*Passage provided:*
··········
Europe embraces Ayad Akhtar's Muslim-American plays

Ayad Akhtar

VIENNA • A decade ago, when Ayad Akhtar (above) was teaching acting classes in Austria, he would often pass the Burgtheater, the monumental building on the Ringstrasse that houses one of the largest and most influential theatres in the world.

In the intervening years, he has become one of America's foremost playwrights, winning the 2013 Pulitzer Prize for Drama for Disgraced and seeing his work - which digs deeply, often discomfitingly so, into the Muslim-American experience - produced at theatres around the country.

Along with his success at home, Akhtar, 47, has forged particularly close ties to the German-speaking world, where his works are extremely popular, especially for a writer who is both American and living.

A 2016 production of Disgraced marked Akhtar's Burgtheater debut and won him a top theatrical honour here.

And in late May, he was back at the Burg for the local premiere of his 2014 drama The Who & The What, about the patriarch of a Pakistani-American family and his freethinking and outspoken daughter.

The biggest difference between this staging and an American production was that the family onstage was played by an all-white cast, with Peter Simonischek, the imposing 71-year-old actor best known for the hit film Toni Erdmann (2016), as the father Afzal.

"He was captivating and lovable and infuriating - in some ways, he was the most infuriating Afzal I've seen," Akhtar said afterwards.

"He did not shy away from anything that the audience might not like about him."

Not too long ago, this sort of casting would have given the playwright pause.

He had qualms last year when he found out - shortly before curtain - that the Hamburg premiere of the same work had also been cast entirely with white actors, although Germany has a larger and more diverse population than Austria.

"Then I saw the play and it was staggeringly beautiful," he recalled, sipping black tea at Nil, an Egyptian cafe in this city's trendy 7th District, soon after the opening.

"I saw a German audience see their families in this Pakistani family. And then I saw that play get started to be produced around Germany."

Subsequent runs have cast Muslim and Middle Eastern actors, as in the current production at Berlin's Vaganten Buhne.
··········
*Entries supplied:*
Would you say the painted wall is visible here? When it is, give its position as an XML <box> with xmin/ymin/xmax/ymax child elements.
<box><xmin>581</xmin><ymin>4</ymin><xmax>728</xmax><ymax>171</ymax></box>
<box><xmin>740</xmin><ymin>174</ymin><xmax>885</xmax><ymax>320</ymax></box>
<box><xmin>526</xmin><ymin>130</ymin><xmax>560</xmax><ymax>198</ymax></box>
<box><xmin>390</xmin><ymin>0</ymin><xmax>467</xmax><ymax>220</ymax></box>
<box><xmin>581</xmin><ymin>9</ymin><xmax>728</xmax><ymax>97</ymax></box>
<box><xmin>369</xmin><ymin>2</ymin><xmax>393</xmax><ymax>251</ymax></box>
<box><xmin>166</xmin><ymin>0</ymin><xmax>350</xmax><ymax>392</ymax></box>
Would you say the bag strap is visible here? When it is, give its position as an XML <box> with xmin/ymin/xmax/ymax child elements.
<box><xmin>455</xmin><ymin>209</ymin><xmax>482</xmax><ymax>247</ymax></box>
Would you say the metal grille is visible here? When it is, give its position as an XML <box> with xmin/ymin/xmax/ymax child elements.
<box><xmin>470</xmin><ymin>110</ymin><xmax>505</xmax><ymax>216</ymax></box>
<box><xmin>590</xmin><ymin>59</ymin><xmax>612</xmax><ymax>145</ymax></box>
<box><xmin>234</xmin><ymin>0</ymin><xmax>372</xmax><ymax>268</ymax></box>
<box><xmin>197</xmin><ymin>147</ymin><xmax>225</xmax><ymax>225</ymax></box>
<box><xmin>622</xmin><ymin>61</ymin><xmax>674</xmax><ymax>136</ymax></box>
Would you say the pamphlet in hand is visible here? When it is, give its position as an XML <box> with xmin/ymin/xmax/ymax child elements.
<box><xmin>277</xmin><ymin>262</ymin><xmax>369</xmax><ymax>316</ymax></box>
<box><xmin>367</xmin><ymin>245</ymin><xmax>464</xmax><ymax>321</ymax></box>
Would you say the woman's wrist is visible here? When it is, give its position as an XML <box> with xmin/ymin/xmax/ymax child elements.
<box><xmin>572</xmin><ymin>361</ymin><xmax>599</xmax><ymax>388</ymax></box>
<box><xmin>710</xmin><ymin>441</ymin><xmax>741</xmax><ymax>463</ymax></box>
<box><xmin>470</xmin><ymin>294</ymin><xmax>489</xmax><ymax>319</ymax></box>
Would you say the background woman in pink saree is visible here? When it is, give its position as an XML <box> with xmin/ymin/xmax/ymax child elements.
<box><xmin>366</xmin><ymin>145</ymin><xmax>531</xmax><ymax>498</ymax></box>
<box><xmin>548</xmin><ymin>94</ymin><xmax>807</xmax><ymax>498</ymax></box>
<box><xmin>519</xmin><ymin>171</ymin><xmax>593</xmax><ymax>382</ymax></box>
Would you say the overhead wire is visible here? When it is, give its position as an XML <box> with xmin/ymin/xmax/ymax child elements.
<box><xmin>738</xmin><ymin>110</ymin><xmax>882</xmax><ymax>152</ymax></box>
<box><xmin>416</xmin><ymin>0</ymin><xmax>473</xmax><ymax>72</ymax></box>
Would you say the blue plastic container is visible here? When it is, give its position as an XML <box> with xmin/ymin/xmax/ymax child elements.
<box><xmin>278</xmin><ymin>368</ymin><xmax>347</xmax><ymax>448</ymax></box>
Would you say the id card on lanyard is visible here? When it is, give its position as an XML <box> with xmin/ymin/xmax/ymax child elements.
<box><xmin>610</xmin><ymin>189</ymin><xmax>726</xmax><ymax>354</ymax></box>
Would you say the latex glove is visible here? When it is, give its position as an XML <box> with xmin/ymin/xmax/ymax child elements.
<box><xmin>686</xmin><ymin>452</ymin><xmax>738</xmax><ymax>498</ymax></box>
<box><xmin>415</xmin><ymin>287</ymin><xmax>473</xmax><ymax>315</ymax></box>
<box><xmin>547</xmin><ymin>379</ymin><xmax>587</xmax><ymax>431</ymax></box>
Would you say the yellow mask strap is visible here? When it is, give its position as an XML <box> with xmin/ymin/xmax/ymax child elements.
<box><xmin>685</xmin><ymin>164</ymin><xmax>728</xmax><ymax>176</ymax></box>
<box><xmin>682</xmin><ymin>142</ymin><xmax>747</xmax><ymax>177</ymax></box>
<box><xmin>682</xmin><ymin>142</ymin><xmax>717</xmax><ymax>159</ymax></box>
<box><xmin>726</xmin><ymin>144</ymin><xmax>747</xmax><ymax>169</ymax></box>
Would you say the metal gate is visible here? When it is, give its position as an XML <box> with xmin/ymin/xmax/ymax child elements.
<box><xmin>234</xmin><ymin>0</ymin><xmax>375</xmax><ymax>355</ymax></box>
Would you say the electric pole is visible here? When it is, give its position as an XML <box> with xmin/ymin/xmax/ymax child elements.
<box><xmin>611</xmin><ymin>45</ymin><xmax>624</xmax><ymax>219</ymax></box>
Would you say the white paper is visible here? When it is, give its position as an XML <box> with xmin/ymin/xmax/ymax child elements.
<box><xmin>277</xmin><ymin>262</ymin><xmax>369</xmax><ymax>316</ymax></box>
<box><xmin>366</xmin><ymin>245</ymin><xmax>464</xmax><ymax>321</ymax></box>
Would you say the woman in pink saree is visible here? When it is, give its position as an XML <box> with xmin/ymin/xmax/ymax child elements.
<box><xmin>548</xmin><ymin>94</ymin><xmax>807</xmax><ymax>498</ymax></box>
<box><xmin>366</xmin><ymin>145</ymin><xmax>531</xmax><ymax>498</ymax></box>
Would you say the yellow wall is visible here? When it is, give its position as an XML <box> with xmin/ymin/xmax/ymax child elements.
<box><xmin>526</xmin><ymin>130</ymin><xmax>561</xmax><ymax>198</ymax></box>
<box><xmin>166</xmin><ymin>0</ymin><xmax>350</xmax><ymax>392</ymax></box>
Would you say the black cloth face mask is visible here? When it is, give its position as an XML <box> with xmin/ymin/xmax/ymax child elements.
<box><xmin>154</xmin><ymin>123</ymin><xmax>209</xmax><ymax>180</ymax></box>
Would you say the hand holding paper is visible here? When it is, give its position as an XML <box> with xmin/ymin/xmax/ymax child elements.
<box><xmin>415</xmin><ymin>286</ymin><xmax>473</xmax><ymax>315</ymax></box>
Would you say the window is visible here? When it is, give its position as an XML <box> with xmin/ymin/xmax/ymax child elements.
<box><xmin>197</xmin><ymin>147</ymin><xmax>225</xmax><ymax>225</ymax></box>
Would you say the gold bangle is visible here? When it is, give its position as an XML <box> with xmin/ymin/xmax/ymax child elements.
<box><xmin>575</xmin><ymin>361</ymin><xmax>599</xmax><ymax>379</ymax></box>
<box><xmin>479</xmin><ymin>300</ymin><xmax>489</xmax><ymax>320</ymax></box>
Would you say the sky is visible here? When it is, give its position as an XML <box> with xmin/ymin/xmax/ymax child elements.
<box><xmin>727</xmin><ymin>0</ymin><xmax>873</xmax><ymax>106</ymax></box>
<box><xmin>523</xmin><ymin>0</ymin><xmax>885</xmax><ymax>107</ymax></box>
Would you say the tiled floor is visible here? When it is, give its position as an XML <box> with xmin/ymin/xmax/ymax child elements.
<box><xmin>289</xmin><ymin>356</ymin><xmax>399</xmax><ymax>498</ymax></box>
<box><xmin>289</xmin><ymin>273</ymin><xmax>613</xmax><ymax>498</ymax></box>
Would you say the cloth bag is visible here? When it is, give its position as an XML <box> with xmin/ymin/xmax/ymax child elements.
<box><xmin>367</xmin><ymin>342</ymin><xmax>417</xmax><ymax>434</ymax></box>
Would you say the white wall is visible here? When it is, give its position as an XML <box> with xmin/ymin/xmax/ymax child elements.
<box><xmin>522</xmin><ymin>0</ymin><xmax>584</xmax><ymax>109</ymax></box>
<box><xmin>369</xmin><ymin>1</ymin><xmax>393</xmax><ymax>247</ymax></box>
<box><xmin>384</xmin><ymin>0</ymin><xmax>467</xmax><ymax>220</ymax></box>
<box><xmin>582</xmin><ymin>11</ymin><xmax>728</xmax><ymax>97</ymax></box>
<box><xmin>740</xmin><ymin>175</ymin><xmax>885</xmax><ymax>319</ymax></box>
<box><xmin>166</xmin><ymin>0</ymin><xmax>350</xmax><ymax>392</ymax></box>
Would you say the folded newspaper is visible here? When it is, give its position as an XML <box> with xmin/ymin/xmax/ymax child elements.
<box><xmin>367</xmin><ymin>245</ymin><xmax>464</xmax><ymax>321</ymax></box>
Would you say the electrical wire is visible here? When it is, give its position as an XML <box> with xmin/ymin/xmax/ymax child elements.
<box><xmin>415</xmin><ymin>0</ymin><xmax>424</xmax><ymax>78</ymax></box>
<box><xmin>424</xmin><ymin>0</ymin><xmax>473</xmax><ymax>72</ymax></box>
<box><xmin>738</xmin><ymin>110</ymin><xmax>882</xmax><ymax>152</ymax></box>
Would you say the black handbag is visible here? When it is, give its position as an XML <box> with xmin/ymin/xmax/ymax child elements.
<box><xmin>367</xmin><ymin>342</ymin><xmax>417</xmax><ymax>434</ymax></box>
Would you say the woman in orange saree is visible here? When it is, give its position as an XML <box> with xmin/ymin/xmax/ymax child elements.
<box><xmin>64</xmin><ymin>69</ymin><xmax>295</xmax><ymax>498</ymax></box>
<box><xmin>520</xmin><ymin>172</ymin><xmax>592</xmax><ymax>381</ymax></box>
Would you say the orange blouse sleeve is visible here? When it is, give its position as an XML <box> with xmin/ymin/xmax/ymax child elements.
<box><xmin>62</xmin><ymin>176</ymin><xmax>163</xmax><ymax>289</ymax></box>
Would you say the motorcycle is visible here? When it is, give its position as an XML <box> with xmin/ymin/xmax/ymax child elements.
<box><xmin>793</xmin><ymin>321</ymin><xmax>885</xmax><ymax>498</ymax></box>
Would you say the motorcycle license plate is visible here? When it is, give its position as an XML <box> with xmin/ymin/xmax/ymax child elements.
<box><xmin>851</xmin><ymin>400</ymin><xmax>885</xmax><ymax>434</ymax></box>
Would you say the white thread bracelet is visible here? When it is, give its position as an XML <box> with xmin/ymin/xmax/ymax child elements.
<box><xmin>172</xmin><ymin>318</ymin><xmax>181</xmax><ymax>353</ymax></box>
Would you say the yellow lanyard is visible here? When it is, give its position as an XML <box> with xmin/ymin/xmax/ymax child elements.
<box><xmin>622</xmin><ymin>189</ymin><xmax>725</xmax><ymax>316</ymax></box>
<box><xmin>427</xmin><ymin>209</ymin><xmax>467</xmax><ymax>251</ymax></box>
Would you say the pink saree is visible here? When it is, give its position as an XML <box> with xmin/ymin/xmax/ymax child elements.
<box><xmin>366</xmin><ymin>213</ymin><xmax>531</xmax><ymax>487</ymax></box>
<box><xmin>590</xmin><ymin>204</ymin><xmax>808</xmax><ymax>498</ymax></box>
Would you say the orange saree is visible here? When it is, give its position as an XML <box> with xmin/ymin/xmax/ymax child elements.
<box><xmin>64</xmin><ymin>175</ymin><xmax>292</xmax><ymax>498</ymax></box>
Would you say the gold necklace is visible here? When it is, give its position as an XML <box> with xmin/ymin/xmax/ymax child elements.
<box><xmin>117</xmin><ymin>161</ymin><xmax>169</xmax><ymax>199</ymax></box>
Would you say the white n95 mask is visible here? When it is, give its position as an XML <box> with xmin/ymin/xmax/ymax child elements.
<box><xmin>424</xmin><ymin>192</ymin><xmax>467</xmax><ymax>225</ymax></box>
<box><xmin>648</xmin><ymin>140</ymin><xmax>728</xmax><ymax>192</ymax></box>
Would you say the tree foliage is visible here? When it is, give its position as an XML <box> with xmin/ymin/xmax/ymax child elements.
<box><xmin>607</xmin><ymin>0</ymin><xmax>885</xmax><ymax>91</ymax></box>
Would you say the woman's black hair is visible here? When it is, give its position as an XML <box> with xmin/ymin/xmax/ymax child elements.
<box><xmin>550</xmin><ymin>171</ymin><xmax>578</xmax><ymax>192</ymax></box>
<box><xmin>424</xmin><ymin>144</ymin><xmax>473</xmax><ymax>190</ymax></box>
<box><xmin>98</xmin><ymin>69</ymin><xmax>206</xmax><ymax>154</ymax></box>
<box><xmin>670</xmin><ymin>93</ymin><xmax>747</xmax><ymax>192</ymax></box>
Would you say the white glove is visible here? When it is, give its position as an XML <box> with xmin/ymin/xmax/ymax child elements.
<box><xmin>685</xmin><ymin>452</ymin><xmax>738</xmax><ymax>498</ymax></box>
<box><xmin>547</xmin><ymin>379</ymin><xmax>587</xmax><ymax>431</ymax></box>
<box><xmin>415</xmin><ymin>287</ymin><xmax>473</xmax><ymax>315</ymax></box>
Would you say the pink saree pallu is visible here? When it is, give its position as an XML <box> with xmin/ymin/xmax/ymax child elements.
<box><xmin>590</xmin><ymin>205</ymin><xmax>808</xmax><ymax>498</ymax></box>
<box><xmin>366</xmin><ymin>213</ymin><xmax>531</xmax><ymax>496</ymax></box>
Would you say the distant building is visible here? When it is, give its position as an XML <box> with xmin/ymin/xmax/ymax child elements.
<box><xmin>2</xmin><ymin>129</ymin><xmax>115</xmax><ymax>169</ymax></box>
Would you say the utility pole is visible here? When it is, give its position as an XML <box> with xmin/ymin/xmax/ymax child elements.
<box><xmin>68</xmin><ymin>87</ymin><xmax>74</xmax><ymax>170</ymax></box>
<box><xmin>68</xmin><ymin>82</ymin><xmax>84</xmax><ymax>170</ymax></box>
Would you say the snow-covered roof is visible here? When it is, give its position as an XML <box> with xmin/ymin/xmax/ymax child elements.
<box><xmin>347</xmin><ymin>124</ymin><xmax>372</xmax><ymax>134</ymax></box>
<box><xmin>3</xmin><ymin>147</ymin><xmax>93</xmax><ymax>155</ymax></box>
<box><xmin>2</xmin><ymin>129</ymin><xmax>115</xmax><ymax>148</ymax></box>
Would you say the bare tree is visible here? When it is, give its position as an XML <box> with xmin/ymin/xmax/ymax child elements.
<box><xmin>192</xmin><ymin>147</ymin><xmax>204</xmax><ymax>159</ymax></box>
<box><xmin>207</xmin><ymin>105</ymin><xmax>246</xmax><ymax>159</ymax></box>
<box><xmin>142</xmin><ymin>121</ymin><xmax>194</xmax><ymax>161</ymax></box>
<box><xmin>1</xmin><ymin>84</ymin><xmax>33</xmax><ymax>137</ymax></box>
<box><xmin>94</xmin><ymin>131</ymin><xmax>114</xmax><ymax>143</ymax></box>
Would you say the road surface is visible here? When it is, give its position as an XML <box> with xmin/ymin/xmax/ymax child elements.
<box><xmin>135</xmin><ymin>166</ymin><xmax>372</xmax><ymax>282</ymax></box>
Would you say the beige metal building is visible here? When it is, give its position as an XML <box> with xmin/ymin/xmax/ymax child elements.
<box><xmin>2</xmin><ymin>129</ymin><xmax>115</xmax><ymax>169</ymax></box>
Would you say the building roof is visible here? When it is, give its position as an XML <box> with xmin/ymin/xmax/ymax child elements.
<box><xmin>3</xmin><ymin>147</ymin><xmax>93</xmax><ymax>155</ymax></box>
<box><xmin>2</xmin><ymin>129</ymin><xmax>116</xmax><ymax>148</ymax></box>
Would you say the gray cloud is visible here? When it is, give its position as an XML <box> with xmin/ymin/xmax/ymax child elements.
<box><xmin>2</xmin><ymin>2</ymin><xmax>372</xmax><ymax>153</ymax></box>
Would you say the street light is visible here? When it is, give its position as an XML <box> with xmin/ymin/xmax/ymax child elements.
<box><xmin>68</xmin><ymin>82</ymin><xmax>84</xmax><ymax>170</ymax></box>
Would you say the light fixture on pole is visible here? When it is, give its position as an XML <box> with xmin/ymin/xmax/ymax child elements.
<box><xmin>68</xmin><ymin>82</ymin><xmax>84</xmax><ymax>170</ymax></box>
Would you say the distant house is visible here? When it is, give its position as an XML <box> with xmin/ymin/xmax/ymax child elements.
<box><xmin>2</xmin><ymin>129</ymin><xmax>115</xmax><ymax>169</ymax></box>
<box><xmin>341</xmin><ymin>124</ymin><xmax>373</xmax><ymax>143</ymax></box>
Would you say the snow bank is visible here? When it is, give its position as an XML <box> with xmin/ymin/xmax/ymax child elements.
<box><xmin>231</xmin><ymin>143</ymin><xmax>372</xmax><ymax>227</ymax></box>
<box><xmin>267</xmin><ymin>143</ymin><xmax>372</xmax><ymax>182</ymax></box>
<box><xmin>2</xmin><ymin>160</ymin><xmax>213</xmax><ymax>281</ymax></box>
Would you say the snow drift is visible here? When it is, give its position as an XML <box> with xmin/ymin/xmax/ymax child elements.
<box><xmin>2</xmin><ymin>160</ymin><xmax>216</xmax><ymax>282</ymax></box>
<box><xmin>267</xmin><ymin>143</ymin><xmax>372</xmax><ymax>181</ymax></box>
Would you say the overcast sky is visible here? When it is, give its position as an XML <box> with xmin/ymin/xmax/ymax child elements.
··········
*Given problem 1:*
Please write out, verbatim, the portion of the Ayad Akhtar article between "VIENNA • A decade" and "in the world.", inclusive.
*Given problem 2:*
According to the Ayad Akhtar article, which play won him the 2013 Pulitzer Prize for Drama?

*Written solution 1:*
VIENNA • A decade ago, when Ayad Akhtar (above) was teaching acting classes in Austria, he would often pass the Burgtheater, the monumental building on the Ringstrasse that houses one of the largest and most influential theatres in the world.

*Written solution 2:*
Disgraced